■ **Material supplied**:
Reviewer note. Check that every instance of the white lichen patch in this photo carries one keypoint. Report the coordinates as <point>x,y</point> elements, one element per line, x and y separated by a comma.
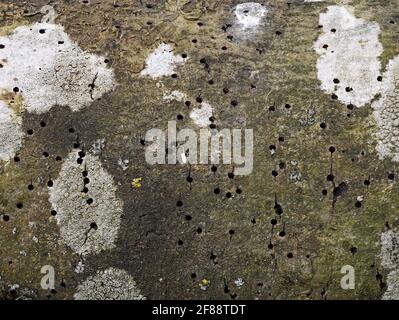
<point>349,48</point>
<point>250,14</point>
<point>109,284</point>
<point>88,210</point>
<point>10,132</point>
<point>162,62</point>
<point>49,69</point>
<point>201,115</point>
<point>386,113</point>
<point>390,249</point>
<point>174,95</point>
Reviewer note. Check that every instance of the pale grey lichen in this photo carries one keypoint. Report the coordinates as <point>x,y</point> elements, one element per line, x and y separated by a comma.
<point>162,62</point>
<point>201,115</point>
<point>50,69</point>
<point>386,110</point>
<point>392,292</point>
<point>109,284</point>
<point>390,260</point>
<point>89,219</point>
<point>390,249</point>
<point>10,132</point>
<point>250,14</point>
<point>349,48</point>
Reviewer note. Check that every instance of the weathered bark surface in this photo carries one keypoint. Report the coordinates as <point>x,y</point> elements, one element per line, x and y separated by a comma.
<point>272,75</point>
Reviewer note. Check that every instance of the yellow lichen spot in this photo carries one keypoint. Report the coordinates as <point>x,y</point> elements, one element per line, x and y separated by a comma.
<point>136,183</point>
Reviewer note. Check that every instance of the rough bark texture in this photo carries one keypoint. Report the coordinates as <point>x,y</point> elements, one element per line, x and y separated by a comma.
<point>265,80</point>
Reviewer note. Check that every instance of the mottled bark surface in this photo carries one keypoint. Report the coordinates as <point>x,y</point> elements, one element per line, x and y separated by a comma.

--

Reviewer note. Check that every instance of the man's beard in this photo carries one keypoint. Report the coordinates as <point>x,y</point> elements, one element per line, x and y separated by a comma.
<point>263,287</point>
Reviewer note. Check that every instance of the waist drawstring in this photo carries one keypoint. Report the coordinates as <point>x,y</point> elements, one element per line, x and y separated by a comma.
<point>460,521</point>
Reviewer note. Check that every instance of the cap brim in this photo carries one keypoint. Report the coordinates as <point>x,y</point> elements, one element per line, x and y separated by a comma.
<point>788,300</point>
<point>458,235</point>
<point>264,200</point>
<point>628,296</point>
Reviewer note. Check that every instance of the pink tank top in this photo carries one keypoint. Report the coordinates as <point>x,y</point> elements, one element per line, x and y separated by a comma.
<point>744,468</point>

■ **Objective**: Turn the entries from the line containing "Reviewer note. Check that every instance of the cap" through the line containing "<point>628,296</point>", both included, into a JSON list of strings. Use one string per line and leave out blank lines.

■ **Correct result**:
[
  "Reviewer note. Check that every instance of the cap brim in this photo carries one keypoint. Report the coordinates as <point>x,y</point> elements, one element per line, x and y separated by a comma.",
  "<point>788,300</point>",
  "<point>458,235</point>",
  "<point>264,200</point>",
  "<point>628,296</point>"
]